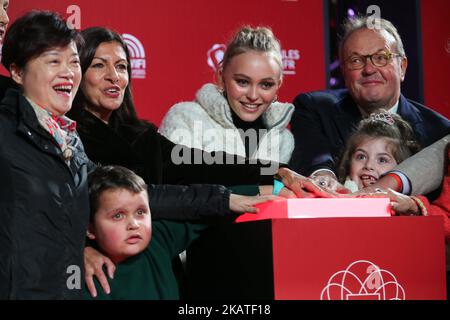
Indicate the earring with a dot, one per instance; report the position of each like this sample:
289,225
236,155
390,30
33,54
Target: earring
222,92
275,99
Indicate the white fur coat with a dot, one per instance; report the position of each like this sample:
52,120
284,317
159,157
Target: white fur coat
207,124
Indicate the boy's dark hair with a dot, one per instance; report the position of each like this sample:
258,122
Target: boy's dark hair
34,33
112,178
381,124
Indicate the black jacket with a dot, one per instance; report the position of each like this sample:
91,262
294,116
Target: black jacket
43,208
149,154
323,121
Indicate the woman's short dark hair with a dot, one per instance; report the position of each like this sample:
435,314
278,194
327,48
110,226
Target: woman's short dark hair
33,34
126,113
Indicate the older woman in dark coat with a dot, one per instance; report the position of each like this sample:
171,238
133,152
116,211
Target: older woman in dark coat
43,190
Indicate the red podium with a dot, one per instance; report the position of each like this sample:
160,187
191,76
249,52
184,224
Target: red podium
382,258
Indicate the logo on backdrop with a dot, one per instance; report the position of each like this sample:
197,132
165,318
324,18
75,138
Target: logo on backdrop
363,280
137,56
290,58
215,55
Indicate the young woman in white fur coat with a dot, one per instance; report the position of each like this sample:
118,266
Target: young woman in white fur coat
239,115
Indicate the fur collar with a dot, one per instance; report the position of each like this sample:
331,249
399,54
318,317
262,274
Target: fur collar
214,103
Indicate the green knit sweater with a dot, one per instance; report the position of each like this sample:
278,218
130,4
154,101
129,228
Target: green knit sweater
149,274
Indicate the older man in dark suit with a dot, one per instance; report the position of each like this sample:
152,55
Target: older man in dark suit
5,82
374,64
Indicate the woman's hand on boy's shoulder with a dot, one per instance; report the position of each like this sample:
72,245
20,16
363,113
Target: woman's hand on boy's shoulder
93,264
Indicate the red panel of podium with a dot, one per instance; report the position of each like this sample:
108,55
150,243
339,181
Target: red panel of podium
346,258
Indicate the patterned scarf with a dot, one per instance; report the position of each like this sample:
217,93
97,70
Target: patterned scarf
61,128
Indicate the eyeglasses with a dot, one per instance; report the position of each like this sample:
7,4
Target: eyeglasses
357,62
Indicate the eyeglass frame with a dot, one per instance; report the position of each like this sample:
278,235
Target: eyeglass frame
390,56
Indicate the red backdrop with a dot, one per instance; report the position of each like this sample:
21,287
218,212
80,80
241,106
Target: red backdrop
176,37
436,54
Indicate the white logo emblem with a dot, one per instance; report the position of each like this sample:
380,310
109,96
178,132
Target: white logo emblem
363,280
215,55
290,58
137,56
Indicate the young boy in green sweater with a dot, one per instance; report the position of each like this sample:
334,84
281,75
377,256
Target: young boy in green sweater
122,229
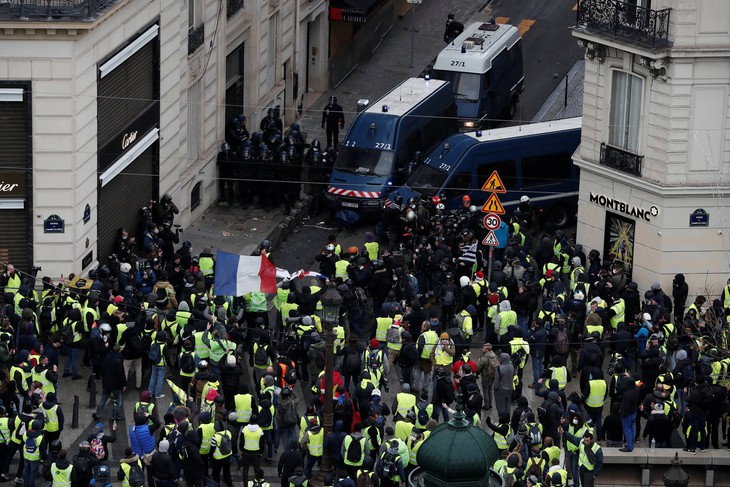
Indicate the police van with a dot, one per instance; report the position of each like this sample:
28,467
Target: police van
531,160
377,153
484,66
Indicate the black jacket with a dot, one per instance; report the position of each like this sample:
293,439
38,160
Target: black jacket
112,374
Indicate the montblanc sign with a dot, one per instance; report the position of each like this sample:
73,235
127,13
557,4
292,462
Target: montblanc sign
621,206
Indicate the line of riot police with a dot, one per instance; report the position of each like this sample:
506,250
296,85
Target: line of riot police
266,168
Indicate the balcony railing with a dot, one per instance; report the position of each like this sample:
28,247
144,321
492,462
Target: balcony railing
621,160
233,7
625,20
196,37
54,10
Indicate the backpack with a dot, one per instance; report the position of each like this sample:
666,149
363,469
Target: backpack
260,357
187,363
393,334
224,446
374,359
561,342
354,451
135,477
386,466
319,358
155,353
67,333
352,364
364,479
422,415
97,448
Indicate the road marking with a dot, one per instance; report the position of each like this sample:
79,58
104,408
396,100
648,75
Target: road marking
524,26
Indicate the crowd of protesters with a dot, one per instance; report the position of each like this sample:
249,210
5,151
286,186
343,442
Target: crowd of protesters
428,320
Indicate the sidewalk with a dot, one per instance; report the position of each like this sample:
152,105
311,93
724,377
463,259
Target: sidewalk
241,231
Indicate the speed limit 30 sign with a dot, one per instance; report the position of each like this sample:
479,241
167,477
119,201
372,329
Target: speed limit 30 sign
492,221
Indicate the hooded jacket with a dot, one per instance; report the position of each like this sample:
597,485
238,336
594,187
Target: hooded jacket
503,376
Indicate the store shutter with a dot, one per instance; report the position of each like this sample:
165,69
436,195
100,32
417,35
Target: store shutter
122,198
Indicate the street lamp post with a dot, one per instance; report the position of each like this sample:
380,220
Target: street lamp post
331,302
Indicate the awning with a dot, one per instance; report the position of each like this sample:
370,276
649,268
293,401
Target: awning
353,10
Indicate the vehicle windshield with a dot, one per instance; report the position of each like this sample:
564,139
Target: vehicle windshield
426,180
467,86
356,160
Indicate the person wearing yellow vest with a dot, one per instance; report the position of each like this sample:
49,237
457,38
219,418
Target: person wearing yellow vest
126,463
354,448
222,447
505,319
61,470
34,451
427,340
158,359
590,457
313,443
54,418
251,445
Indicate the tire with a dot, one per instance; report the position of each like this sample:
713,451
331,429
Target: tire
559,215
511,108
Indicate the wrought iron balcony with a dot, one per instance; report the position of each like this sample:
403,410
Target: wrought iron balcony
625,20
621,160
54,10
196,37
233,7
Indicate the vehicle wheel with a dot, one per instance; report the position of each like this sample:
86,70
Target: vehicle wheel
512,108
559,215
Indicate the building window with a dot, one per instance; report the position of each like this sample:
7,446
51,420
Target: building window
195,196
625,121
273,34
193,122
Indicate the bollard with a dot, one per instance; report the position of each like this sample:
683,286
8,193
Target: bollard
75,418
92,392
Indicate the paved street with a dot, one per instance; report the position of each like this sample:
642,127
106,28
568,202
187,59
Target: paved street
235,230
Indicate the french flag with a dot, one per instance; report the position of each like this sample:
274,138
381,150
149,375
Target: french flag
236,275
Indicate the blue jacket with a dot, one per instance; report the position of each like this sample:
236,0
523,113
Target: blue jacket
141,439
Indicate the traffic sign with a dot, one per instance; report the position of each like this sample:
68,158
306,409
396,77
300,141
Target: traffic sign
494,184
493,205
491,240
492,221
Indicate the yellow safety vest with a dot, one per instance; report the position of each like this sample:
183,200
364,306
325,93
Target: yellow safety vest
406,402
507,319
207,431
597,393
373,249
61,477
430,339
217,455
501,440
583,458
315,445
561,375
442,357
252,439
381,329
243,407
619,308
53,424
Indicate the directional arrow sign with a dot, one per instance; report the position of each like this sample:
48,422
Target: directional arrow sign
493,205
491,240
492,221
494,184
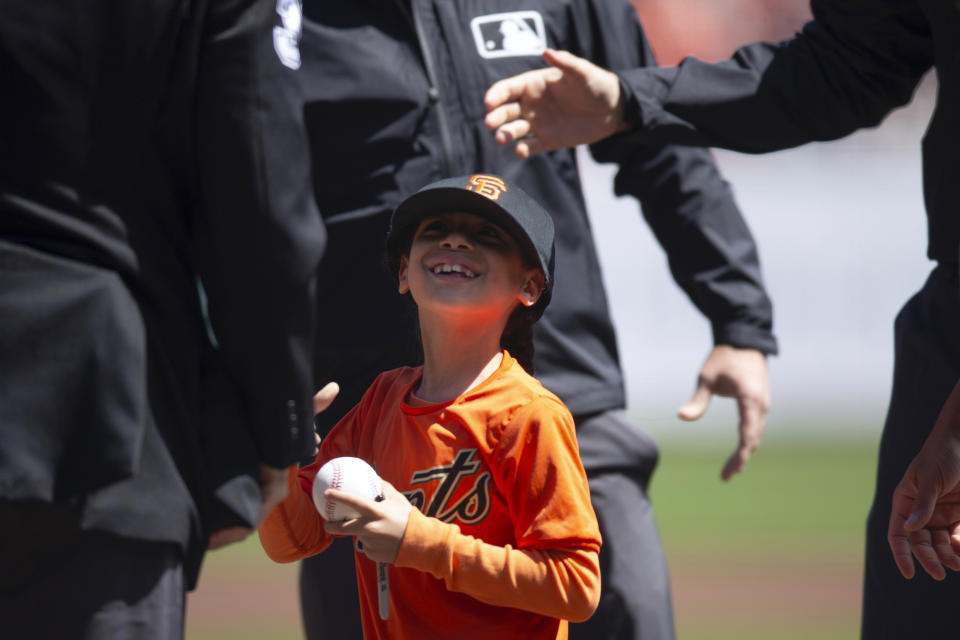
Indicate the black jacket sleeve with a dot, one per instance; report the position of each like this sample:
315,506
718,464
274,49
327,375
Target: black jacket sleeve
687,204
849,67
259,237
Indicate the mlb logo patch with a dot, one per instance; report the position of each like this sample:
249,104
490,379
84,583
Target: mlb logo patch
511,34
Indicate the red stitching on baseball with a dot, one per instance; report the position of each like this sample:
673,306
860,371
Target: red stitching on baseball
336,484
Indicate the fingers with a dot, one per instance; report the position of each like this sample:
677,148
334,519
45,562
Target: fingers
943,546
697,406
365,507
900,546
324,398
923,505
752,423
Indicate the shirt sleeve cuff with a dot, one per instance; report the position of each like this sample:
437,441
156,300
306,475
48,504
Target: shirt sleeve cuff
746,336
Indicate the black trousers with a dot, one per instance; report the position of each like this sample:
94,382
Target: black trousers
635,589
926,368
58,582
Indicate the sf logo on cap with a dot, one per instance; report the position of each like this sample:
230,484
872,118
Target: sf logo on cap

========================

TO DO: Leave out every picture and copy the rest of the records exactly.

RESPONSE:
Indicate the earring with a dot, one per instance; report the position of each like this sample:
289,225
236,155
390,30
33,54
Target: earring
222,92
275,99
Indicate the white fur coat with a dot, one per instance; report the position of each like this sample:
52,120
284,317
159,157
Target: white fur coat
207,124
Indicate the boy's dark hair with a dot, one per instance; report the position of each like this sample:
258,122
Target: boy's dark hair
34,33
112,178
381,124
Indicate the black jacket with a dot, one per instance; report the position of each like this sample:
91,262
294,116
Target: black jacket
43,208
149,154
323,121
Indicate the woman's short dark hair with a dot, one per instance; report the position of each like this sample:
435,314
278,194
327,48
110,226
Target: woman's short dark hair
33,34
126,113
Indicate the older woman in dark coat with a dot, one per instance; report the position of each like this sample:
171,238
133,152
116,211
Target: older woman in dark coat
43,190
Indicate the red podium with a dot, one per instance; report the position of each like this sample:
160,187
191,76
249,52
184,224
Target: red podium
382,258
Indicate the logo on backdrop with a dot, one per instance; report the position of each like this sample:
197,132
165,318
324,18
75,138
Target: logo on backdrop
363,280
137,56
290,58
215,55
Indicate the young woman in white fur coat with a dot, one per instance; report the position of each like this sample:
118,266
Target: young woman in white fur coat
239,115
Indicate the fur collar with a dot, one per instance; report the position of each like this sample:
331,249
399,54
318,317
262,274
Target: fur collar
214,103
Indicate the green knit sweater with a dot, one per instance; report the position of each like this sample:
278,218
130,4
154,101
129,228
Target: green knit sweater
149,274
Indicate the older man in dark suit with a dot, one per instance; report the position of each like this sample:
152,55
Target: older man in dark suit
5,82
374,64
Indicate the woman's hand on boy's shoulder with a dot, one per instance; report the position of each like this sample:
72,245
20,16
363,113
Target: woman's hand on boy's shoulder
93,264
Indicate the red panel of podium with a dot, one per instance; report the position of each like this sample:
108,55
150,243
339,181
Target: red panel of podium
346,258
Indicate the patterned scarf with a dot, one per instance; report the position of each like this sample:
217,93
97,70
Target: patterned scarf
61,128
Indicate the eyeglasses with a dot, one per instance; report the position of each like this sample:
7,4
Target: eyeglasses
357,62
Indicate the eyeglass frame with a dot, one per instance; report the position of each like this sample:
278,235
Target: eyeglass frame
390,56
Indicate the red backdrop with a dot, one per instance; report the position of each like this sample:
21,287
218,212
80,80
241,106
Target: red backdrop
176,37
436,54
Indicate the white logo emblem with a dot, one per instance; report the position of each like this sample:
380,310
109,96
178,132
Target: white logo emblem
363,280
215,55
290,58
137,56
Indicate the young boy in green sweater with a dot, one per instance; report the position of each like this sample:
334,84
281,75
377,256
Target: young boy in green sweater
122,229
Indicate the police van with a dot, one per instance; report the position of each like this sample:
28,467
Target: police van
531,160
377,153
484,66
Indicate the black jacket with a dot, one per instance; report the position of each like this sample:
293,439
38,160
Target: black jacket
112,374
Indicate the montblanc sign with a dot, one per instance; report the position of each like this sample:
73,235
127,13
557,4
292,462
Target: montblanc sign
621,206
Indicate the line of riot police with a dot, one per instance; report the position of each like this sample:
506,250
296,85
Target: line of riot police
266,168
Indicate the balcony railing with a dot, one per instance; report the position of each like this sample:
28,247
144,321
492,462
Target: balcony railing
621,160
233,7
625,20
196,37
54,10
Indicate the backpack with a dot, one per instance; report the position of each like this sample:
666,149
363,469
Target: backpack
260,357
187,363
393,334
224,446
374,359
561,342
354,451
135,477
386,466
319,358
155,353
67,333
352,364
364,479
422,415
97,448
Indicate the road marking with a dot, one per instance; report the position of each like this sample:
79,58
104,408
396,100
648,75
Target: road marking
524,26
Indicate the crowd of protesters with a dot, one per instance; report the position of each like this sample:
249,210
5,151
286,186
343,442
Target: crowd of protesters
428,320
Indicate the sidewalk with a dot, one per instance; report the position of each like this sample:
152,105
311,93
724,377
463,259
Target: sidewalk
241,231
Indicate the speed limit 30 sign with a dot, one per instance; report the position of each like this sample:
479,241
167,477
119,201
372,329
Target: speed limit 30 sign
492,221
Indicate the hooded jacket with a dot, one per instance; report the position of each like this sample:
597,485
238,336
594,187
Target: hooded jacket
503,376
Indicate the store shutter with a dot, one per instance; report the position of each like this sample:
165,69
436,195
100,32
417,35
Target: store shutter
122,198
Indicate the street lamp post with a dot, one per instance; report the position of each like this sample:
380,220
Target: street lamp post
331,302
Indicate the awning with a dot, one per instance; report the position of each like this sample:
370,276
649,268
293,401
Target: awning
353,10
Indicate the vehicle windshield with a dot, one per instance; report the position of each like this sample:
564,139
Target: vehicle windshield
426,180
467,86
356,160
Indicate the person wearing yellow vest with a dot, one per instance; report the position of each like this sample:
49,237
457,38
219,418
Target: person wearing yellow vest
126,463
354,448
222,447
505,319
61,470
34,451
427,340
158,359
590,457
313,443
54,418
251,445
Indicate the tire with a dot, one per instance; report the position of each like this sample:
713,451
331,429
Target: tire
559,215
511,108
Indicate the wrought iron balcony with a dot, one per instance; report the position of each like this sample:
403,410
Target: wrought iron balcony
625,20
621,160
54,10
196,37
233,7
Indicate the vehicle wheel with a dot, one per instance; report the position of each like this sample:
86,70
Target: vehicle wheel
512,108
559,215
Indicate the building window with a dot, one per instance; report the position of each like this sample:
7,446
51,420
Target: building window
195,196
625,121
273,34
193,122
Indicate the bollard with a dot, one per instance; report the position of each like this sample:
683,286
8,193
Target: bollard
75,418
92,392
Indicate the paved street with a dot, one per instance; report the position of each like this sample:
642,127
106,28
568,202
187,59
Target: paved street
235,230
Indicate the french flag with a dot, one per instance; report the position of each like this sample:
274,138
381,150
149,375
Target: french flag
236,275
Indicate the blue jacket with a dot, one per instance; report the position of each like this sample:
236,0
523,113
Target: blue jacket
141,439
Indicate the traffic sign with a dot, one per instance; report the position of each like this sample:
68,158
306,409
396,77
300,141
Target: traffic sign
494,184
493,205
491,240
492,221
Indicate the yellow safety vest with a dot, one per instance; report the position of each like this sample:
183,200
364,306
325,93
Target: yellow safety vest
406,402
507,319
207,431
597,393
373,249
61,477
430,339
217,455
501,440
583,458
315,445
561,375
442,357
252,439
381,329
243,407
619,308
53,424
Indicate the directional arrow sign with a dot, one per instance; report the position of each like this sample:
48,422
Target: directional arrow sign
493,205
491,240
492,221
494,184
Indicate the black jacket sleeve with a dot, one per instance; report the position of each like this sample:
315,506
718,464
274,49
327,375
Target: black jacket sleeve
687,204
849,67
259,237
Indicate the mlb logo patch with a dot, one per instance; report the position of each like this sample:
249,104
490,379
84,583
Target: mlb logo patch
511,34
Indicate the red stitching on baseball with a dot, one per instance; report the position of each like this sample:
673,306
860,371
Target: red stitching on baseball
336,484
Indicate the fingers with a dot, one per instance; report the position of each like this sample:
677,148
334,519
45,562
Target: fingers
943,546
697,406
365,507
900,546
324,398
923,505
752,423
Indicate the shirt sleeve cuff with a dot, one per instance; report the position of each like this sample:
437,441
156,300
306,475
48,504
Target: shirt sleeve cuff
746,336
Indicate the black trousers with a dot, one per instance; report the position of each like this sample:
94,382
Target: black trousers
635,589
926,368
58,582
Indicate the sf logo on cap with a dot, one per instance; report the position of each like this sample:
230,484
872,118
Target: sf logo on cap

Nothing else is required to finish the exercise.